Entries drawn from a collection
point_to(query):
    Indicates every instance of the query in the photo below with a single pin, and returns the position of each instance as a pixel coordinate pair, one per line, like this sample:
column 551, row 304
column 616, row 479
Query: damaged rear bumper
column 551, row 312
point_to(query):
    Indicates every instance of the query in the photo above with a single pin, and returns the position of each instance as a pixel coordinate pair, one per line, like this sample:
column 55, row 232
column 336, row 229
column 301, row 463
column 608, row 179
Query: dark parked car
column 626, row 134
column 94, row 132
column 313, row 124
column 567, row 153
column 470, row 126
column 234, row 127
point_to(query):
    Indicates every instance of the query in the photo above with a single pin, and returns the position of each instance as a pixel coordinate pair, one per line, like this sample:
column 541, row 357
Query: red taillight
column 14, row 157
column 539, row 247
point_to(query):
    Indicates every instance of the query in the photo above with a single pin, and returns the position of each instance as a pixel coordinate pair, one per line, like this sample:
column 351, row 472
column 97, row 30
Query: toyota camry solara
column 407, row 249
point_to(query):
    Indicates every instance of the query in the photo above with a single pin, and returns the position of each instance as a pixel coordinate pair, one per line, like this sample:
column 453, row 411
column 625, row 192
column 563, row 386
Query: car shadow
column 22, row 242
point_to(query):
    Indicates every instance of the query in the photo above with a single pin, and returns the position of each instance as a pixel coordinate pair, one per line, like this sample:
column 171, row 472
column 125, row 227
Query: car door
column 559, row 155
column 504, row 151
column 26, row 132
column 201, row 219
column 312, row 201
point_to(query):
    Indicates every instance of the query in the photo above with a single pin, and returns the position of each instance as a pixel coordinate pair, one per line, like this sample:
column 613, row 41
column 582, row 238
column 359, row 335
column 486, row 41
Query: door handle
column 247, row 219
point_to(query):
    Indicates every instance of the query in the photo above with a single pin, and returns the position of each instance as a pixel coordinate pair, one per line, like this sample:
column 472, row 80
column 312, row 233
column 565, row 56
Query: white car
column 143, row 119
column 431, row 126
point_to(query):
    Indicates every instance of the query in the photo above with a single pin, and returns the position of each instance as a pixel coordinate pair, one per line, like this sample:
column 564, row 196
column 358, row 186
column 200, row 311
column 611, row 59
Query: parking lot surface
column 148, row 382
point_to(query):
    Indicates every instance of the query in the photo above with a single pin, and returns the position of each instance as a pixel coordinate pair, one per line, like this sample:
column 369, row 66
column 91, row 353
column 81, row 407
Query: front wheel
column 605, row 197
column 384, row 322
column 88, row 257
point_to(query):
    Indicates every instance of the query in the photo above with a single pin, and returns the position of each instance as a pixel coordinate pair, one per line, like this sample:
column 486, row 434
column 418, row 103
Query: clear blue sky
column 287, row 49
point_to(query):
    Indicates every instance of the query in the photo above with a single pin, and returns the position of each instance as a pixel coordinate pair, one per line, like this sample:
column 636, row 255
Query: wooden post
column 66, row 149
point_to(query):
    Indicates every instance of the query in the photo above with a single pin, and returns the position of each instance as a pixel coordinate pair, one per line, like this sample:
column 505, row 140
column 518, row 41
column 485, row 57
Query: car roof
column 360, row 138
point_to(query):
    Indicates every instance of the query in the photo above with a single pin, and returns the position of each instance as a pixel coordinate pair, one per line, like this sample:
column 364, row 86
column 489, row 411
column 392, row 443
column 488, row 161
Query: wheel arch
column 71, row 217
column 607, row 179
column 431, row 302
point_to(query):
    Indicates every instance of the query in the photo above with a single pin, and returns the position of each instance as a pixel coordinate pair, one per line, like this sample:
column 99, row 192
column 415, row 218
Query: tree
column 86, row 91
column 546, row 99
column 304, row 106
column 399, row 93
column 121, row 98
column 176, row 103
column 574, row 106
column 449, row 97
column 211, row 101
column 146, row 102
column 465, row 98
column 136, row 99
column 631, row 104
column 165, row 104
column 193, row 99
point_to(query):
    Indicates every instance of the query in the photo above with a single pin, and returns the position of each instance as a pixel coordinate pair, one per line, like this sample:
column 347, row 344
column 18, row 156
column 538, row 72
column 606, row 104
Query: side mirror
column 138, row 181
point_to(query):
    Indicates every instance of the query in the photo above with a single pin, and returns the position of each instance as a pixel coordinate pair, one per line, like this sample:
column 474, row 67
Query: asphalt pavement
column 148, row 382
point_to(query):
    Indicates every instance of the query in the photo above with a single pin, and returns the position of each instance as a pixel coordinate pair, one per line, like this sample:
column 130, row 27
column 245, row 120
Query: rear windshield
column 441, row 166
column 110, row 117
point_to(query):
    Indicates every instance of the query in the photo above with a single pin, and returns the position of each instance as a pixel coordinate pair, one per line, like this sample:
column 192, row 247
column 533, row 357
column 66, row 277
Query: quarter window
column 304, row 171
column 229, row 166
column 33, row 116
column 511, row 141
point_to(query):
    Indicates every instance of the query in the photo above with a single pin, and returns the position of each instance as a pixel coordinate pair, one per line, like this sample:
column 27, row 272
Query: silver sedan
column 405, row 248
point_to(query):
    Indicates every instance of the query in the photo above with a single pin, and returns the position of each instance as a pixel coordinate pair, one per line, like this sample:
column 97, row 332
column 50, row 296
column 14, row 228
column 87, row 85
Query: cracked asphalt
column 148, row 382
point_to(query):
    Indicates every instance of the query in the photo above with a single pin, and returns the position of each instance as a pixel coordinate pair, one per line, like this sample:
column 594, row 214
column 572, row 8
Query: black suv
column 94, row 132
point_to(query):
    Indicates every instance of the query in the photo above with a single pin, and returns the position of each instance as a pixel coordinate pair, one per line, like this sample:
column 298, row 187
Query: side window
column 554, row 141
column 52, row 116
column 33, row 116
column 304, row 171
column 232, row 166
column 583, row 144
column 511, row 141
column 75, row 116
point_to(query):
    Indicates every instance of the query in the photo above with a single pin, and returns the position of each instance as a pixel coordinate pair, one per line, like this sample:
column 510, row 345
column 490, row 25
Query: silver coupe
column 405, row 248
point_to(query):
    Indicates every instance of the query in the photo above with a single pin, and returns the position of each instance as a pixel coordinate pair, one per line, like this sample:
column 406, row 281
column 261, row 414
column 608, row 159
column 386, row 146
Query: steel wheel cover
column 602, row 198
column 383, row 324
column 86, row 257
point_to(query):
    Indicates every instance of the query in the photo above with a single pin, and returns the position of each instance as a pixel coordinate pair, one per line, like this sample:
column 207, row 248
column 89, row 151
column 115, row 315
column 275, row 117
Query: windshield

**Exercise instructions:**
Update the listing so that every occurrence of "single pin" reads "single marker", and leave everything else unchanged.

**Correct result:**
point_to(query):
    Indicates every instance of the query in the photo below with a single marker, and returns the position of each instance as a pixel coordinate pair, one per line, like this sample:
column 551, row 304
column 616, row 479
Query: damaged rear bumper
column 551, row 312
point_to(query):
    Indicates every instance of the query in the photo above with a single marker, and returns the position of each instance as a pixel coordinate pair, one per line, like this sample:
column 55, row 232
column 336, row 229
column 301, row 463
column 608, row 179
Query: dark parked car
column 626, row 134
column 94, row 132
column 313, row 124
column 567, row 153
column 470, row 126
column 234, row 127
point_to(query):
    Indicates every instance of the query in the photo above with a single marker, and returns the position of each instance as a pixel coordinate pair, one per line, like this sample:
column 541, row 357
Query: red taillight
column 14, row 157
column 539, row 247
point_to(query):
    Indicates every instance of the query in the photo above with a single marker, and returns the position of each instance as a pixel coordinate pair, one per line, like this sample:
column 351, row 472
column 97, row 30
Query: toyota camry solara
column 407, row 249
point_to(query):
    Indicates every instance of the query in the photo above with a single marker, and returns the position of each instance as a pixel coordinate pair, one per line, like this sample:
column 453, row 411
column 625, row 192
column 563, row 386
Query: car shadow
column 22, row 242
point_to(query):
    Indicates every instance of the query in the photo above with a single marker, and returns the position of each instance as a pixel coordinate pair, one per line, like this sample:
column 171, row 472
column 125, row 227
Query: car door
column 559, row 155
column 504, row 151
column 26, row 132
column 201, row 219
column 312, row 201
point_to(query):
    Indicates every instance of the query in the photo above with a single marker, and returns the position of each instance as a pixel coordinate pair, one per line, like this sample:
column 613, row 41
column 582, row 238
column 359, row 335
column 486, row 41
Query: door handle
column 247, row 219
point_to(query):
    Indicates every instance of the query in the photo above with a single marker, and returns the position of each instance as a pixel coordinate pair, one per line, like this sample:
column 472, row 80
column 312, row 233
column 565, row 56
Query: white car
column 143, row 119
column 431, row 126
point_to(query):
    Indicates every instance of the query in the photo above with a single marker, and returns the position of each instance as a pixel coordinate pair, one per line, like this sample:
column 564, row 196
column 358, row 186
column 200, row 311
column 611, row 59
Query: parking lot surface
column 148, row 382
point_to(query):
    Indicates every instance of the query in the photo above with a single marker, and returns the position of each instance as a pixel coordinate pair, one per line, like this sample:
column 369, row 66
column 91, row 353
column 81, row 407
Query: front wheel
column 605, row 197
column 384, row 322
column 88, row 257
point_to(query):
    Indicates every instance of the query in the photo above with a single marker, and returns the position of each instance as a pixel coordinate pair, one per line, like this sample:
column 486, row 434
column 418, row 103
Query: clear blue sky
column 287, row 49
point_to(query):
    Indicates every instance of the query in the photo above with a single marker, and returns the position of each instance as a pixel coordinate pair, one per line, like this sample:
column 636, row 255
Query: wooden post
column 66, row 149
point_to(query):
    Indicates every instance of the query in the photo above with a single marker, and returns the position of each instance as a pixel coordinate pair, one per line, like this sample:
column 505, row 140
column 518, row 41
column 485, row 57
Query: car roof
column 360, row 138
point_to(query):
    Indicates every instance of the query in the photo above with a single marker, and returns the position of each instance as a pixel coordinate pair, one per line, like this sample:
column 364, row 86
column 489, row 411
column 392, row 443
column 488, row 161
Query: wheel arch
column 71, row 217
column 607, row 179
column 431, row 302
point_to(query):
    Indicates every instance of the query in the photo above with a single marker, and returns the position of each instance as a pixel coordinate pair, one per line, like this sample:
column 99, row 192
column 415, row 218
Query: tree
column 86, row 91
column 546, row 99
column 304, row 106
column 399, row 93
column 121, row 98
column 176, row 103
column 574, row 106
column 449, row 97
column 211, row 101
column 146, row 102
column 465, row 98
column 136, row 99
column 631, row 104
column 165, row 104
column 193, row 99
point_to(query):
    Indicates every instance of the query in the photo above with a single marker, and returns the position of each instance as a pixel coordinate pair, one per line, like this sample:
column 347, row 344
column 18, row 156
column 538, row 72
column 606, row 104
Query: side mirror
column 138, row 181
point_to(query):
    Indicates every instance of the query in the photo above with a single marker, and returns the position of each instance as a pixel coordinate pair, one per line, like this sample:
column 474, row 67
Query: asphalt pavement
column 148, row 382
point_to(query):
    Indicates every instance of the query in the photo above with a single marker, and returns the position of each instance as a pixel coordinate pair, one per line, like this sample:
column 130, row 27
column 245, row 120
Query: rear windshield
column 441, row 166
column 110, row 117
point_to(query):
    Indicates every instance of the query in the photo above with a single marker, and returns the position of each instance as a pixel coordinate pair, one per line, like this sample:
column 192, row 247
column 533, row 357
column 66, row 277
Query: quarter window
column 304, row 171
column 229, row 166
column 33, row 116
column 511, row 141
point_to(query):
    Indicates every instance of the query in the photo above with a single marker, and returns the position of each instance as a pixel coordinate pair, one per line, like this sample:
column 27, row 272
Query: silver sedan
column 405, row 248
point_to(query):
    Indicates every instance of the query in the photo above with a single marker, and returns the position of each instance as a pixel coordinate pair, one per line, like this sample:
column 97, row 332
column 50, row 296
column 14, row 228
column 87, row 85
Query: cracked asphalt
column 148, row 382
point_to(query):
    Indicates every instance of the query in the photo above with a single marker, and returns the position of each instance as a pixel coordinate pair, one per line, like this sample:
column 594, row 214
column 572, row 8
Query: black suv
column 94, row 132
point_to(query):
    Indicates every instance of the query in the photo above with a single marker, and returns the position of each instance as a pixel coordinate pair, one per line, like this sample:
column 298, row 187
Query: side window
column 554, row 141
column 52, row 116
column 33, row 116
column 304, row 171
column 232, row 166
column 583, row 144
column 511, row 141
column 75, row 116
point_to(query):
    Indicates every instance of the query in the photo above with a single marker, and returns the position of each instance as a pixel coordinate pair, one per line, like this sample:
column 510, row 345
column 490, row 25
Query: silver coupe
column 405, row 248
point_to(query):
    Indicates every instance of the query in the photo above with a single marker, and returns the position of each instance as a pixel coordinate pair, one per line, like this sample:
column 406, row 281
column 261, row 414
column 608, row 159
column 386, row 146
Query: steel wheel cover
column 602, row 198
column 383, row 324
column 86, row 257
point_to(query):
    Indicates every instance of the query in the photo above with a single marker, and returns the position of each instance as a pixel coordinate pair, one per line, like this sample:
column 207, row 248
column 89, row 151
column 115, row 315
column 275, row 117
Query: windshield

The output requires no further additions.